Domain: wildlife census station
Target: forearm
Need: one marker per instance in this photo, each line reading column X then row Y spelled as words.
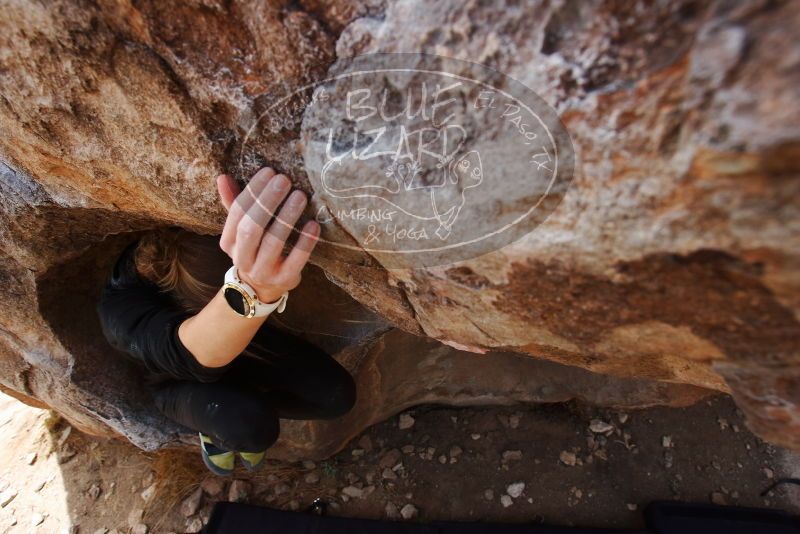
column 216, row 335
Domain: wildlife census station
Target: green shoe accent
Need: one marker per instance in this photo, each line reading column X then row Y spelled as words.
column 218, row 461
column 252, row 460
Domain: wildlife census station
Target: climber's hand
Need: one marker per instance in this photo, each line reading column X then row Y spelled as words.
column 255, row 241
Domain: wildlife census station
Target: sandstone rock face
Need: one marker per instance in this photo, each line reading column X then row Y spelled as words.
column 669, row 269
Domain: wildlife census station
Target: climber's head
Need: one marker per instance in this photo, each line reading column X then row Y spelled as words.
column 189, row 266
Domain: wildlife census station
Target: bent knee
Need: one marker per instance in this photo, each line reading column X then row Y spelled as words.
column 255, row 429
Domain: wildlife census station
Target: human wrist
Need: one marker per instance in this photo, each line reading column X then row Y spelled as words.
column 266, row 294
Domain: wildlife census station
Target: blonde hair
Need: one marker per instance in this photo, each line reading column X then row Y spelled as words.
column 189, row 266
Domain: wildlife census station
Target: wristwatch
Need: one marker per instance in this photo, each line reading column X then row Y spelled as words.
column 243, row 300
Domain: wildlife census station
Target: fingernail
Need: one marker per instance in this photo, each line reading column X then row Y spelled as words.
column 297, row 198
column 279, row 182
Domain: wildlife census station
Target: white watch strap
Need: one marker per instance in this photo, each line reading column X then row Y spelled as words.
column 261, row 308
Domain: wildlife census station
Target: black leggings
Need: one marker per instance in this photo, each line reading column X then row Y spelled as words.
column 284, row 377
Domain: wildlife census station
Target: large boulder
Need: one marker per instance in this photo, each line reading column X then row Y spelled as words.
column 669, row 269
==
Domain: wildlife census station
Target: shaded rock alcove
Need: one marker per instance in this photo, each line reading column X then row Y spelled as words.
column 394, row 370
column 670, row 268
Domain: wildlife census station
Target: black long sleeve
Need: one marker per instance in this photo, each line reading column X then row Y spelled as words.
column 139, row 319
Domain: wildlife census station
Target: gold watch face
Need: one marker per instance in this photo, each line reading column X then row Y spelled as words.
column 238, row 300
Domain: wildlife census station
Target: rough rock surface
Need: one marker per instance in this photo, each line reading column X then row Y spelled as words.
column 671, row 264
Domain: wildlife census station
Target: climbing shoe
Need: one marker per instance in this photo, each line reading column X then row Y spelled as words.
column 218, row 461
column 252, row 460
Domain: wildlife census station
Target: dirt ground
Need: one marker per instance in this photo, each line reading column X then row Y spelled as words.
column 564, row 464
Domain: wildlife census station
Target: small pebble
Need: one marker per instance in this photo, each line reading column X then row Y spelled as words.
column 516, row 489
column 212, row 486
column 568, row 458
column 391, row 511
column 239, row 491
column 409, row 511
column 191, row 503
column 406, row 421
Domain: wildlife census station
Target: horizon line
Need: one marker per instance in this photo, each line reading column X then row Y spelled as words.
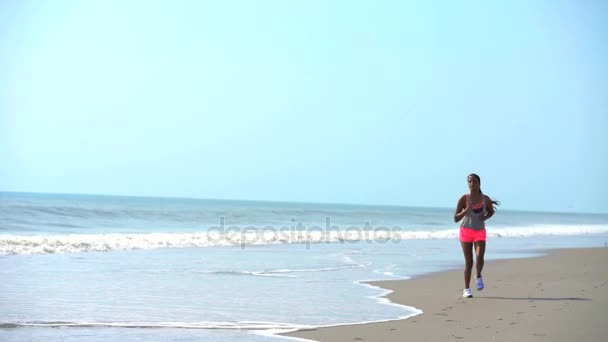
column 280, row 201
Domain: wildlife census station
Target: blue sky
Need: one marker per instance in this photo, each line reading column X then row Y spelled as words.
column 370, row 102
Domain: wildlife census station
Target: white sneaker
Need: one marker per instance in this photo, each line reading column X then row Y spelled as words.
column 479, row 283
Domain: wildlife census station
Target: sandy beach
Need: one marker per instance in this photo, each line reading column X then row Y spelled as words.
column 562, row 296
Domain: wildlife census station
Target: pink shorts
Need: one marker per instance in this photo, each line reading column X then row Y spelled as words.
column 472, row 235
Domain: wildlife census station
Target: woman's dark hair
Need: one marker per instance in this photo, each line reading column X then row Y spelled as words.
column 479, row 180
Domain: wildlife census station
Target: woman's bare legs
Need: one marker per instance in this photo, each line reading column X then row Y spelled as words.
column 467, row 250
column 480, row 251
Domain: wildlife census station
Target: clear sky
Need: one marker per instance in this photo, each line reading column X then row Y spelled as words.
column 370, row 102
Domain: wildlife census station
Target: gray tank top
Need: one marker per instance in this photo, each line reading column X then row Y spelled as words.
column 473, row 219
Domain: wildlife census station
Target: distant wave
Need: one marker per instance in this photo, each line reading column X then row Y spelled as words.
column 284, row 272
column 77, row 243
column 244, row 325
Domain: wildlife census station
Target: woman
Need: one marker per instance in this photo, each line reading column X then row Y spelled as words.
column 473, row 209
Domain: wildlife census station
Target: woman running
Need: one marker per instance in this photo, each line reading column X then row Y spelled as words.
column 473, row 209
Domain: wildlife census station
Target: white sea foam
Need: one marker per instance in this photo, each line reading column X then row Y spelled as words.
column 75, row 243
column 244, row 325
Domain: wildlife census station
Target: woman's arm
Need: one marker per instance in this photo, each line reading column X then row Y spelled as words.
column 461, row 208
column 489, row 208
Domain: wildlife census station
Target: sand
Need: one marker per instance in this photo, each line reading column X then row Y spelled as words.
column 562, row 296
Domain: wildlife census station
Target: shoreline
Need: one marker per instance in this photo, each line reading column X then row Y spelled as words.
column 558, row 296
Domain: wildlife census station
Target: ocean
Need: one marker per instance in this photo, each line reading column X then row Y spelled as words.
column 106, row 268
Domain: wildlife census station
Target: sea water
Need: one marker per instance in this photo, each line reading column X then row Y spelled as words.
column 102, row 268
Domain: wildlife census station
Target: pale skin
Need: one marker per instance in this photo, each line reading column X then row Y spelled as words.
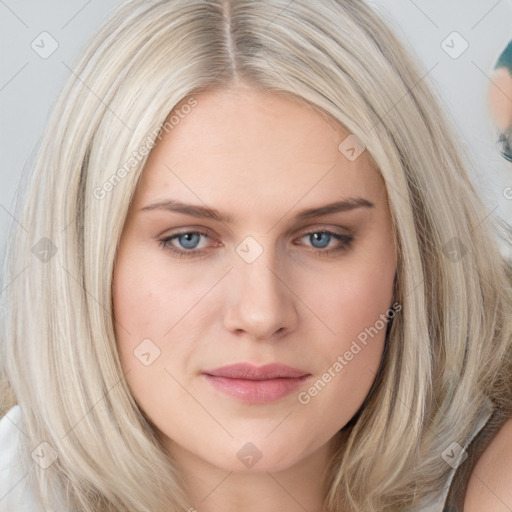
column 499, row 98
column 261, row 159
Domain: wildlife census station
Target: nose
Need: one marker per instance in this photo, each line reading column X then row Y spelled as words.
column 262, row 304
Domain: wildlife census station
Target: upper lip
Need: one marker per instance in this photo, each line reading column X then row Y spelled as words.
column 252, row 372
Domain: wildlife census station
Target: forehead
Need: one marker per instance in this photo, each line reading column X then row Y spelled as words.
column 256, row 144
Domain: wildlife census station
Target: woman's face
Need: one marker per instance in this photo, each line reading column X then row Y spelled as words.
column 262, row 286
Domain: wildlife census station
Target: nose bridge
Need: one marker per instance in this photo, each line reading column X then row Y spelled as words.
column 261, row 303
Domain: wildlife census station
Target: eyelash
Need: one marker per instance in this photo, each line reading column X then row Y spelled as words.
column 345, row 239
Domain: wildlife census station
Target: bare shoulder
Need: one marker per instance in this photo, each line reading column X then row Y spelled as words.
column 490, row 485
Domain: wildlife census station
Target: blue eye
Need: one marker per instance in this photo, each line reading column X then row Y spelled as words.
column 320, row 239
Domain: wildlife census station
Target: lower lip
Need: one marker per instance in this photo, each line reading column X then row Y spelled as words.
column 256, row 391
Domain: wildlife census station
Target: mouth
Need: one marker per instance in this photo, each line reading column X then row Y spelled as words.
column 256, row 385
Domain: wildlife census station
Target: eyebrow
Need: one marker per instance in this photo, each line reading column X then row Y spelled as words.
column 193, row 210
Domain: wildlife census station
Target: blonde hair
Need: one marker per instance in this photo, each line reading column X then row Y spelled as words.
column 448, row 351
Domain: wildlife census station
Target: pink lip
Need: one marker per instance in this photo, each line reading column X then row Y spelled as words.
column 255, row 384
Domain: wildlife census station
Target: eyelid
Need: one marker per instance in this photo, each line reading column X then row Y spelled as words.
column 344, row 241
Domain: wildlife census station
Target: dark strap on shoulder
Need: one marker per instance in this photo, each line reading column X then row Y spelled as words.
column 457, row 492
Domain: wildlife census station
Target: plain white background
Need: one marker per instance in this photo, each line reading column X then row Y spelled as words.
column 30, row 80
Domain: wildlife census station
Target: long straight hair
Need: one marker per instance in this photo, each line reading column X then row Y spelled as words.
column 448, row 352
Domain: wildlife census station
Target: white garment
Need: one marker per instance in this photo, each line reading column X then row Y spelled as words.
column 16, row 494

### [Exercise description]
Report every line in the rows above that contains the word "strap", copying each line in full.

### [Answer]
Target: white watch strap
Target: dark strap on shoulder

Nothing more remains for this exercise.